> [Given text]

_ _ _

High CPU usage on warms caused by metricbeat

We've been troubleshooting an issue for several months that seems to be related to metricbeat. This weekend, within a few hours of starting metricbeat on our warms, hots, percolators and clients (we do not run it on the masters) we saw a large increase in CPU usage on the warms.

This started at 8pm on a Friday, so we know it's not related to traffic increases. CPU usage continued be bottlenecked on the warms at around 100% used until the ES url went down completely Sunday night, right as we requested some automated backups and moves from hot to warm.

Every time I've tried to start metricbeat in the last few weeks we've had an unexplainable outage with ES within a few days. The symptoms aren't quite the same each time. Sometimes we see an increase in CPU to our ingestion service instead, which causes a different type of outage, but CPU usage seems to be a common thread. Stopping metricbeat stabilizes the service every time. Is there a different way we can configure metricbeat that is less risky and won't can't cause outages?

We were running metricbeat on our masters previously, until it caused high CPU usage on the masters themselves, and now we get these stats from a node in our cluster that isn't running ES. This was working well for several months until now.

We are on ES and metricbeat/kibana 7.5.2. This is our /etc/metricbeat/metricbeat.yml, removing some sensitive data with XXXXX -

  hosts: ["es-monitoring.XXXXX.com:9200"]
  path: ${path.config}/modules.d/*.yml
setup.template.overwrite: true
setup.ilm.overwrite: true
setup.ilm.policy_file: "/etc/metricbeat/metricbeat-ilm-policy.conf"

_ _ _

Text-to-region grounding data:

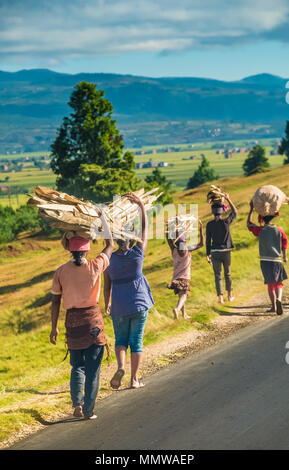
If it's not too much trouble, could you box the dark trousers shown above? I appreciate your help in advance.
[69,344,104,416]
[212,251,232,295]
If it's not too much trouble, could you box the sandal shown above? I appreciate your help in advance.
[110,369,124,390]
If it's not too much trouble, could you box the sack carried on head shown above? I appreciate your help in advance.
[252,185,289,217]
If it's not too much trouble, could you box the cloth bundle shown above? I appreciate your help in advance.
[27,186,161,242]
[252,185,289,217]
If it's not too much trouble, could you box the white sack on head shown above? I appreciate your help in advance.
[252,185,289,217]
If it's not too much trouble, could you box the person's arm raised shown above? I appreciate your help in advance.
[50,294,61,344]
[247,200,257,228]
[166,224,175,252]
[126,193,148,253]
[103,270,111,315]
[188,220,204,251]
[224,193,238,216]
[98,209,114,259]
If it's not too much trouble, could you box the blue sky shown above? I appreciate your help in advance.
[0,0,289,80]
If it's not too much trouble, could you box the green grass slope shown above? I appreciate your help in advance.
[0,166,289,441]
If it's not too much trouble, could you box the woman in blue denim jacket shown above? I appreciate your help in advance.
[104,194,154,389]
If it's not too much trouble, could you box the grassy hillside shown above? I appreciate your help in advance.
[0,167,289,440]
[0,139,284,208]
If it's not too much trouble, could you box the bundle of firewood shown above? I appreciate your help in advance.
[27,186,161,240]
[167,214,197,242]
[207,184,225,205]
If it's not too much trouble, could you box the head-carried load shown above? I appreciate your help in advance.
[27,186,161,248]
[252,185,289,217]
[207,184,228,214]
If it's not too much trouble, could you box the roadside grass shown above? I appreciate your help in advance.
[0,163,289,445]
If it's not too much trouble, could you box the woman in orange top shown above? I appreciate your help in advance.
[166,221,204,320]
[50,211,113,419]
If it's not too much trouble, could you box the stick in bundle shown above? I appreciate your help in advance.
[252,185,289,217]
[167,215,197,242]
[27,186,161,241]
[207,184,225,205]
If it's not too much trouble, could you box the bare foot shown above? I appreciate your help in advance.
[110,369,125,390]
[73,405,83,418]
[84,415,97,419]
[228,291,235,302]
[219,295,224,304]
[130,380,145,388]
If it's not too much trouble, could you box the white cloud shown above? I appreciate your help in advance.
[0,0,289,62]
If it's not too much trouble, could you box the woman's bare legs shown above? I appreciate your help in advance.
[173,293,188,320]
[268,288,276,312]
[110,346,126,389]
[276,287,283,315]
[130,353,142,388]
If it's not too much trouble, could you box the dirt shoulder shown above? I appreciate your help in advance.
[0,293,289,449]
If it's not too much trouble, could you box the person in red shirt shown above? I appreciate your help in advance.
[247,201,288,315]
[50,211,113,419]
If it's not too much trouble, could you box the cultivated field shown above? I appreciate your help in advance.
[0,139,284,207]
[0,163,289,445]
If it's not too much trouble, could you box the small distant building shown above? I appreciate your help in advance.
[224,149,232,159]
[135,162,144,170]
[0,163,9,172]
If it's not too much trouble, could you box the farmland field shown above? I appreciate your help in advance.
[0,163,289,447]
[0,139,284,207]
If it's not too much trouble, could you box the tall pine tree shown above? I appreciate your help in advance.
[278,121,289,165]
[51,82,138,202]
[243,145,270,176]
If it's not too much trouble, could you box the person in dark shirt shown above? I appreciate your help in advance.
[206,194,237,303]
[247,201,288,315]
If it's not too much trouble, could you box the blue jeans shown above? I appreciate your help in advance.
[69,344,104,416]
[112,310,148,353]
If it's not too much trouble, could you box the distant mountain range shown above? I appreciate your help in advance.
[0,69,289,151]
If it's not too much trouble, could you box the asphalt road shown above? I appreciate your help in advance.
[11,315,289,450]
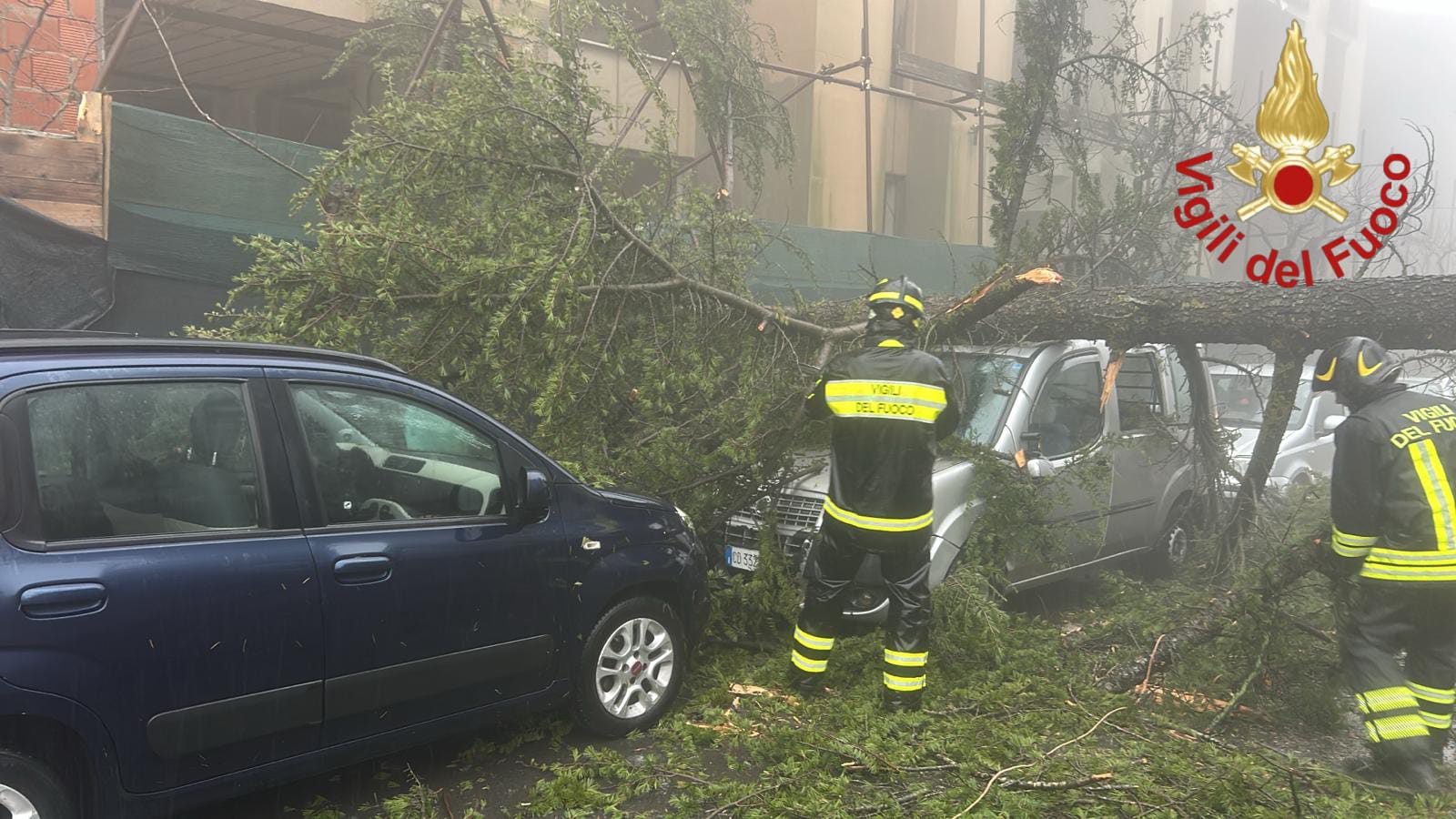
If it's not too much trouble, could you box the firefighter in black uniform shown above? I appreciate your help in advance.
[791,277,959,710]
[1315,337,1456,790]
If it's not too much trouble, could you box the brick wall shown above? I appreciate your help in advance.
[0,0,99,134]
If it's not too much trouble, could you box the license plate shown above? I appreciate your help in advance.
[723,547,759,571]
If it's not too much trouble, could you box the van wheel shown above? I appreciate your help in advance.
[1138,504,1191,579]
[0,751,76,819]
[572,598,687,737]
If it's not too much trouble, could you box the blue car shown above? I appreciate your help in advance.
[0,332,708,819]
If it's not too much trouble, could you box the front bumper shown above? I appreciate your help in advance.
[713,490,890,622]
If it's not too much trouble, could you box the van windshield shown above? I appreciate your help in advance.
[1211,373,1310,430]
[939,349,1026,446]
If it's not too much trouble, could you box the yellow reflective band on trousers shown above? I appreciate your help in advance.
[1418,711,1451,732]
[824,499,935,532]
[1405,682,1456,705]
[1356,685,1415,714]
[1360,548,1456,581]
[885,672,925,691]
[1405,440,1456,552]
[885,649,930,669]
[824,380,945,424]
[1366,714,1430,742]
[1330,529,1376,557]
[794,628,834,652]
[789,652,828,673]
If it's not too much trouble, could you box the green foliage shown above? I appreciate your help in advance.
[197,0,806,521]
[708,516,799,640]
[515,576,1432,817]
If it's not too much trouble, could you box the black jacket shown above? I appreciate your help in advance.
[808,332,961,532]
[1330,385,1456,583]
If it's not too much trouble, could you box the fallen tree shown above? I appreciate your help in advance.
[961,276,1456,351]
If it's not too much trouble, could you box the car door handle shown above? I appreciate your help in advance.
[20,583,106,620]
[333,555,393,586]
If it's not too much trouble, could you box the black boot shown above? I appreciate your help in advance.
[1427,729,1451,768]
[789,667,824,696]
[1392,755,1441,793]
[1360,741,1440,793]
[883,691,920,713]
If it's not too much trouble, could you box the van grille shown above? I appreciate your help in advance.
[774,491,824,531]
[723,491,824,548]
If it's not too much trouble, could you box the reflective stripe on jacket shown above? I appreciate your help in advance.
[1330,386,1456,583]
[808,334,961,532]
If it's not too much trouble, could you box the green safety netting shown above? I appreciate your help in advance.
[111,104,990,301]
[107,104,325,286]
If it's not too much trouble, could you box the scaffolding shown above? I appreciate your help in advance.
[96,0,997,238]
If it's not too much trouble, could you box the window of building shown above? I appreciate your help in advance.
[26,382,260,542]
[879,174,907,236]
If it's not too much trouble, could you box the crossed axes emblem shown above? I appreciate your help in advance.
[1228,143,1360,221]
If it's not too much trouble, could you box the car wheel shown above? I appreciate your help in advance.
[0,751,76,819]
[572,598,687,737]
[1138,504,1191,579]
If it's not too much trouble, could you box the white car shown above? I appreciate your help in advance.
[1208,363,1345,494]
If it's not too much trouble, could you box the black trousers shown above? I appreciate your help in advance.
[1340,580,1456,758]
[791,518,930,698]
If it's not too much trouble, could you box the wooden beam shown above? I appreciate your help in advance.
[145,0,345,53]
[891,49,1002,99]
[16,199,106,239]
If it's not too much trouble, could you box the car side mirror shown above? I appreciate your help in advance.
[1021,433,1041,460]
[1026,458,1057,480]
[517,466,551,521]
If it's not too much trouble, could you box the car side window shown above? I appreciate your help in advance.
[1028,356,1102,458]
[1117,353,1165,433]
[26,382,260,542]
[289,383,505,525]
[1163,351,1192,424]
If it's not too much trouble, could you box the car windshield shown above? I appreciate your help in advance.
[1213,373,1309,430]
[941,351,1026,444]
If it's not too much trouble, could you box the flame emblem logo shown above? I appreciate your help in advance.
[1228,20,1360,221]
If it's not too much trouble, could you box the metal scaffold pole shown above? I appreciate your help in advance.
[859,0,875,233]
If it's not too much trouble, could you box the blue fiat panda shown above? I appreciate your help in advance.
[0,332,708,819]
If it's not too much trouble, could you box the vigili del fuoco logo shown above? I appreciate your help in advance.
[1174,20,1410,287]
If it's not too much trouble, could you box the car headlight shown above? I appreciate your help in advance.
[672,506,693,529]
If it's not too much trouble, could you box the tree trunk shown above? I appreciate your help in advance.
[939,276,1456,349]
[1220,347,1308,567]
[1174,341,1225,531]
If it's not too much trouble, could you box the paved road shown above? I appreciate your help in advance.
[173,715,643,819]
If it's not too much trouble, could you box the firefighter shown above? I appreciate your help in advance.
[791,277,959,710]
[1315,337,1456,790]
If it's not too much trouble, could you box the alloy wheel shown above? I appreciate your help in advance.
[0,784,41,819]
[597,616,674,720]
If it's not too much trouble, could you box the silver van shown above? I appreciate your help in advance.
[718,341,1211,620]
[1208,364,1345,497]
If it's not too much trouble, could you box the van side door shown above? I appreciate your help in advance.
[1014,349,1111,577]
[1108,349,1191,554]
[0,366,323,793]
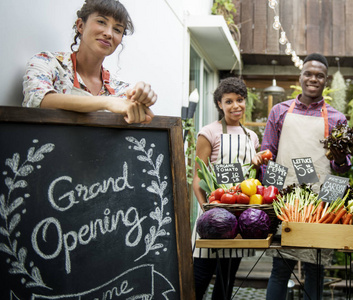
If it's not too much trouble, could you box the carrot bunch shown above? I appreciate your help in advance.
[273,186,353,225]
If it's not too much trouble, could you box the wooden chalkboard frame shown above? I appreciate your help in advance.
[0,106,195,300]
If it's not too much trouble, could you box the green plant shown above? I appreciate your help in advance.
[182,119,196,184]
[347,99,353,127]
[245,88,261,122]
[211,0,241,45]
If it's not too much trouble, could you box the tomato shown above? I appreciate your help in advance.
[236,193,250,204]
[254,179,262,186]
[208,196,216,203]
[240,179,256,196]
[256,185,265,196]
[263,185,278,204]
[228,184,241,194]
[249,194,263,204]
[214,188,225,200]
[261,149,272,160]
[221,193,236,204]
[210,200,221,204]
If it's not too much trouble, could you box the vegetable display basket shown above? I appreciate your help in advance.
[203,203,280,234]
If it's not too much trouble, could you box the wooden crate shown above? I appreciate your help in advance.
[281,222,353,250]
[195,234,273,249]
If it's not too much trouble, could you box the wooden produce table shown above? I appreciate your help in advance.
[195,227,353,299]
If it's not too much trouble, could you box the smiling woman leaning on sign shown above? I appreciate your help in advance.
[23,0,157,123]
[192,77,264,300]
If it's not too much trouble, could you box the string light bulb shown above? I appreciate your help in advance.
[273,16,281,30]
[268,0,277,9]
[284,43,292,55]
[268,0,304,70]
[279,31,287,45]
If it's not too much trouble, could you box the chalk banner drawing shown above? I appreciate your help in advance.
[0,124,179,300]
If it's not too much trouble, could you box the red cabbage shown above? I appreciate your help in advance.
[196,207,238,239]
[238,208,271,239]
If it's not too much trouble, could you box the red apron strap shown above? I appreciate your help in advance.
[71,52,115,95]
[321,100,329,138]
[288,100,329,138]
[288,100,295,114]
[71,52,81,89]
[102,67,115,95]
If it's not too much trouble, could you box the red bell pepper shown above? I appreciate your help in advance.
[263,185,278,204]
[256,185,265,196]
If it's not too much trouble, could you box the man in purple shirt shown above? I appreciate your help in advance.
[261,53,351,300]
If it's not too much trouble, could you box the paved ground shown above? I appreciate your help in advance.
[204,284,347,300]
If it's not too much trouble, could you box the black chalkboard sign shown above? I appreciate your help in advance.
[319,175,349,202]
[0,107,194,300]
[262,160,288,190]
[213,163,244,184]
[292,157,319,184]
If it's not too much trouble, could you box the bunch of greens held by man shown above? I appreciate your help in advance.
[273,184,353,225]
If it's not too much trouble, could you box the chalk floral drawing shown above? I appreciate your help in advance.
[126,136,172,261]
[0,140,55,289]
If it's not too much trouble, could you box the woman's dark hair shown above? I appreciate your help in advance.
[71,0,134,51]
[213,77,248,117]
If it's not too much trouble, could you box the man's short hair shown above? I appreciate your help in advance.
[304,53,328,69]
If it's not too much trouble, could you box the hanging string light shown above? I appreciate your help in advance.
[268,0,304,70]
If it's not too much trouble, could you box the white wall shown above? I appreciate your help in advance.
[0,0,190,116]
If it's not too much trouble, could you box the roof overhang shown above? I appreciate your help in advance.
[186,15,241,70]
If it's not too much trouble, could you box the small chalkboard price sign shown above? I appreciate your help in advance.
[292,157,319,184]
[262,160,288,190]
[213,163,244,184]
[0,107,195,300]
[319,175,349,202]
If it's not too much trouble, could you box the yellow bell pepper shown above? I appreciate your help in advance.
[249,194,263,204]
[240,179,256,196]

_ _ _

> [Work order A]
In the metricbeat CPU post, how does the writer know the CPU increase on the warms wasn't caused by more traffic?
> [Work order B]
Can you pick up the metricbeat CPU post from where it stops?

> [Expected answer A]
The increase began at 8pm on a Friday, a time the writer does not associate with traffic increases. So the writer rules out traffic as the cause.

> [Expected answer B]
  index.number_of_shards: 1
  index.number_of_replicas: 0
  host: "kibana.XXXXX.com:5601"
  username: XXXXX
  password: XXXXX
- module: elasticsearch
- ccr
- enrich
- cluster_stats
- index
- index_recovery
- index_summary
- ml_job
- node_stats
- shard
  hosts: ["http://localhost:9200"]
  period: 180s
  username: XXXXX
  password: XXXXX
  xpack.enabled: true
  ilm.enabled: true
  ilm.rollover_alias: "metricbeat"

The ES warm cluster url is not at es-monitoring, that is just a single node running a backend cluster. These warm nodes are at es1-url for us. Metricbeat is only connected to these nodes as the process that's running on it, the data is all shipped elsewhere. On the node that's monitoring the master it has almost the same config, except hosts: is set directly to a list of master ips and period: 120s.

Any tips on metricbeat would be very appreciated.

What metricbeat version are you using and also what OS are you running it on? Thank you!

This topic was automatically closed 28 days after the last reply. New replies are no longer allowed.